### PROBLEM STATEMENT
The data below should be restated word for word, with every picture omitted.

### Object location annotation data
------------------------------------------------------------------------

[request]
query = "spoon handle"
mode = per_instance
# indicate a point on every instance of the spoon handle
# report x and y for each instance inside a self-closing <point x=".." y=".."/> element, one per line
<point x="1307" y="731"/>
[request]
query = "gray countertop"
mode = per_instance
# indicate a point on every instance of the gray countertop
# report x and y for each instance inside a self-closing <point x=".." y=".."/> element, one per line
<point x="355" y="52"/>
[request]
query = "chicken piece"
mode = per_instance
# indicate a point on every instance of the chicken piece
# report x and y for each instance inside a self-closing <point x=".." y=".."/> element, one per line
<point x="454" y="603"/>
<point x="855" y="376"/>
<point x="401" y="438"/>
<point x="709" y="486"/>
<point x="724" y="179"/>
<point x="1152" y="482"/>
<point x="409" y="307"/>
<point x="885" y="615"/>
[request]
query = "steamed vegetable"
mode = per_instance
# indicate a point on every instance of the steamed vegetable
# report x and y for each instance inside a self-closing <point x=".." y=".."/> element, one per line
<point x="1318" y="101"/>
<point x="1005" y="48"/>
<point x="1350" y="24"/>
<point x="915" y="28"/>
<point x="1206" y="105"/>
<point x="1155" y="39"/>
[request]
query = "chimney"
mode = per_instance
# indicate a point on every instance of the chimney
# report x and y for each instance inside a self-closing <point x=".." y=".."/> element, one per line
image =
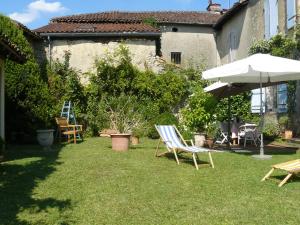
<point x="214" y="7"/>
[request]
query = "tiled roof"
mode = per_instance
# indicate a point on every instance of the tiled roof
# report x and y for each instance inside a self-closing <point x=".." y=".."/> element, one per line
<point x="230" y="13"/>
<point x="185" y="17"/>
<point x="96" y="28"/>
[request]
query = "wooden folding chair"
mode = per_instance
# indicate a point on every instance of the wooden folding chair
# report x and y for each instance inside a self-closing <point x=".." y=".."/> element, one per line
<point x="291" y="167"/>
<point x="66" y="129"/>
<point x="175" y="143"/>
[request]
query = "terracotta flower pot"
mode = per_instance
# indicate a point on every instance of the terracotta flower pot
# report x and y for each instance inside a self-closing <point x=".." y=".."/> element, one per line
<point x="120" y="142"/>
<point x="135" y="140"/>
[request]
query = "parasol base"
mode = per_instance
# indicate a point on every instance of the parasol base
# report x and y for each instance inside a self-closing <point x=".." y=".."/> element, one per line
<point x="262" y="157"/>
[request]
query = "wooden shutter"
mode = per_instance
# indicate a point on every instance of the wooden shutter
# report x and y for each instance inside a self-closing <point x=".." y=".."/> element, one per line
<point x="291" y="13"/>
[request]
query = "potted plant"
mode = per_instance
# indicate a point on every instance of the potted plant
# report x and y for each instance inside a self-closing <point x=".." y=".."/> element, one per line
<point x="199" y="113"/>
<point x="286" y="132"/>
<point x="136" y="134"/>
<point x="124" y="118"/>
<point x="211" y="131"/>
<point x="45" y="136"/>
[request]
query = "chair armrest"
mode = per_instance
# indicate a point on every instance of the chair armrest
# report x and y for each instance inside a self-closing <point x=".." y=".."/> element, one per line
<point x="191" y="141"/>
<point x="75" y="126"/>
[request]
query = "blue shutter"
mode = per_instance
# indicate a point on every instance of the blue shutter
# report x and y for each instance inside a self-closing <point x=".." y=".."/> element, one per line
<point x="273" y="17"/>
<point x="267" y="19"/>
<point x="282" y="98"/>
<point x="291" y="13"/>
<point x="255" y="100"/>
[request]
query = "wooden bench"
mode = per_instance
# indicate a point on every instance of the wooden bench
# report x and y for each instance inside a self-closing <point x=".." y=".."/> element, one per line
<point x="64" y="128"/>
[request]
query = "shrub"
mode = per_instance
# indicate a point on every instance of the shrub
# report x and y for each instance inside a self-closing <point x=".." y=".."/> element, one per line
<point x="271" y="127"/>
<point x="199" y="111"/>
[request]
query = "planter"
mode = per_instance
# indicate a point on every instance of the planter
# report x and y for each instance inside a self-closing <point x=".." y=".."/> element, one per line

------------------------------------------------------------------------

### TASK RESPONSE
[request]
query = "spoon handle"
mode = per_instance
# indicate a point on every instance of the spoon handle
# report x and y for each instance inside a self-closing <point x=".." y=".."/> element, one per line
<point x="1307" y="731"/>
[request]
query = "gray countertop"
mode = per_instance
# indicate a point on every instance of the gray countertop
# report x and y for each instance inside a self-closing <point x=".." y=".."/> element, one per line
<point x="355" y="52"/>
[request]
query = "chicken piece"
mode = per_instance
# indicate a point on every instance of the chicken piece
# report x and y for each instance inside a self-closing <point x=".." y=".."/> element, one per line
<point x="454" y="603"/>
<point x="855" y="376"/>
<point x="401" y="438"/>
<point x="709" y="486"/>
<point x="724" y="179"/>
<point x="1152" y="482"/>
<point x="409" y="307"/>
<point x="885" y="615"/>
[request]
query = "steamed vegetable"
mode = per_instance
# indicate a point on every instance of the steamed vegetable
# report x and y for each instance inside a self-closing <point x=".." y=".."/> element, one per line
<point x="1318" y="101"/>
<point x="1005" y="48"/>
<point x="1350" y="24"/>
<point x="915" y="28"/>
<point x="1206" y="105"/>
<point x="1155" y="39"/>
[request]
query = "chimney"
mode = per_instance
# indicate a point on every instance of the chimney
# report x and y for each instance inside a self-closing <point x=".." y=".."/> element, one per line
image =
<point x="214" y="7"/>
[request]
query = "tiled roof"
mode = per_instance
# indicate a point on every instance of the tiled roof
# report x and y for each instance inside a self-closing <point x=".." y=".."/> element, one per line
<point x="230" y="13"/>
<point x="185" y="17"/>
<point x="96" y="28"/>
[request]
query = "wooden folding chair"
mode = per_instance
# indicate a point on every instance of the wooden folding chair
# report x and y for each instance inside a self-closing <point x=".." y=".."/> element, one per line
<point x="291" y="167"/>
<point x="66" y="129"/>
<point x="175" y="143"/>
[request]
query = "terracotta flower pot"
mode = per_instance
# indicate a point on every instance of the terracotta flower pot
# report x and y for each instance inside a self-closing <point x=".." y=".."/> element, one per line
<point x="120" y="142"/>
<point x="135" y="140"/>
[request]
query = "parasol base"
mode = per_instance
# indicate a point on every instance of the parasol base
# report x and y for each instance inside a self-closing <point x=".." y=".."/> element, one per line
<point x="262" y="157"/>
[request]
query = "wooden shutter"
mode = per_instance
# indicate a point on every instance of the wooden shutter
# report x and y for each instance inside a self-closing <point x=".." y=".."/> element, one per line
<point x="291" y="13"/>
[request]
query = "potted plant"
mode = per_instance
# indicate a point on every instance of the potted plant
# report x and y for each instance inside a self-closing <point x=".." y=".."/> element, one per line
<point x="199" y="113"/>
<point x="286" y="132"/>
<point x="136" y="134"/>
<point x="124" y="118"/>
<point x="211" y="131"/>
<point x="45" y="136"/>
[request]
query = "chair armrest"
mode = per_instance
# indicate a point on every instance of the chair armrest
# report x and y for each instance inside a self-closing <point x=".." y=".."/> element, one per line
<point x="191" y="141"/>
<point x="75" y="126"/>
[request]
query = "blue shutter"
mode = per_instance
# indicate a point on every instance of the blue shutter
# report x and y for each instance inside a self-closing <point x=".." y=".."/> element, one per line
<point x="273" y="17"/>
<point x="267" y="19"/>
<point x="282" y="98"/>
<point x="291" y="13"/>
<point x="255" y="100"/>
[request]
query = "wooden bench"
mode = per_instance
# indicate a point on every instance of the wooden bench
# report x and y for each instance inside a self-closing <point x=".." y=".."/> element, one per line
<point x="64" y="128"/>
[request]
query = "shrub"
mode = per_instance
# indicate a point on every instance of the shrub
# report x and y for each instance inside a self-closing <point x=".." y=".."/> element, one per line
<point x="271" y="127"/>
<point x="199" y="111"/>
[request]
query = "planter"
mode = per_instance
# indicate a point on every instance of the planter
# report x and y for each instance inside a self-closing <point x=".." y=".."/> element, one per line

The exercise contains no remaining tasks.